**Document section**
* * * * *
# Why is alcoholisim so much more common amongst men than women?



## atsizat (Sep 14, 2015)

Why is alcoholisim so much more common amongst men than women?


----------



## Larkenfield (Jun 5, 2017)

You could ask them: http://www.theagapecenter.com/AA/Turkey.htm


----------



## atsizat (Sep 14, 2015)

Larkenfield said:


> You could ask them: http://www.theagapecenter.com/AA/Turkey.htm


why ask them???


----------



## Room2201974 (Jan 23, 2018)

atsizat said:


> why ask them???


Because people who work with alcoholism on a daily basis might, just might, have more expertise on the subject than a bunch of classical music devotees.


----------



## atsizat (Sep 14, 2015)

Room2201974 said:


> Because people who work with alcoholism on a daily basis might, just might, have more expertise on the subject than a bunch of classical music devotees.


As you said ''might''


----------



## atsizat (Sep 14, 2015)

Don't tell me only Turks are alcohoic. I am sure it is common in the USA too. Not just Turkey.


----------



## Larkenfield (Jun 5, 2017)

atsizat said:


> Don't tell me only Turks are alcoholic. I am sure it is common in the USA too. Not just Turkey.


You could put two and two together since you happen to be in Turkey. It's not that only people in Turkey can be alcoholics but that there are real resources there for those who may obviously be struggling with the problem. What difference does it make if it's more men or women if it 's essentially the same problem? Maybe you'll get mad enough to do something about it while you can. You're not the only one who's ever been an alcoholic and faced with the challenge. Others have gotten freed. Good luck.


----------



## Norman Gunston (Apr 21, 2018)

I drink four x every day and it has not aaaaaffected me iiiiin aaaaaannny wayyyyyyy XXXX


----------



## Pat Fairlea (Dec 9, 2015)

Is alcoholism really much more common amongst men than women?
Or is it under-reported for women, less noticed maybe?
* * * * *
**Records**
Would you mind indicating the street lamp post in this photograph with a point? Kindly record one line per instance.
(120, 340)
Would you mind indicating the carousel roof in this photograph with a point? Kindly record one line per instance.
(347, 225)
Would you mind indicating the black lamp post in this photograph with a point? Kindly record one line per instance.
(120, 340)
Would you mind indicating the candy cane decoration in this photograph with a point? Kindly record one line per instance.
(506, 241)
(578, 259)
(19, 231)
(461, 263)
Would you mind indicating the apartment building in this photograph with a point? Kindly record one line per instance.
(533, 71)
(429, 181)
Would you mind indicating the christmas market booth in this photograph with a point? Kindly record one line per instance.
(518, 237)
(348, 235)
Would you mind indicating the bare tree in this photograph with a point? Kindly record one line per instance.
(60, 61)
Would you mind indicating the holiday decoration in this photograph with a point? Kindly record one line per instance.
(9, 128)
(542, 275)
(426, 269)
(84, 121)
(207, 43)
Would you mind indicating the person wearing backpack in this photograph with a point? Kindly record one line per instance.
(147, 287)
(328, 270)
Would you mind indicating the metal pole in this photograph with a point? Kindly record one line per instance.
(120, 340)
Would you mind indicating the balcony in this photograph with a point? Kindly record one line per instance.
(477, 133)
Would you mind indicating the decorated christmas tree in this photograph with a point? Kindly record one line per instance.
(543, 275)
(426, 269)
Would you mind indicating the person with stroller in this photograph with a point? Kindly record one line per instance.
* * * * *
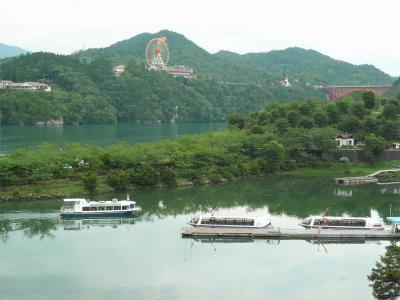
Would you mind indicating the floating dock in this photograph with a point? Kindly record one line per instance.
* * * * *
**Your goal**
Retype the passage from the alcoholism forum thread above between "I drink four" and "really much more common amongst men than women?", inclusive.

**Answer for this exercise**
I drink four x every day and it has not aaaaaffected me iiiiin aaaaaannny wayyyyyyy XXXX


----------



## Pat Fairlea (Dec 9, 2015)

Is alcoholism really much more common amongst men than women?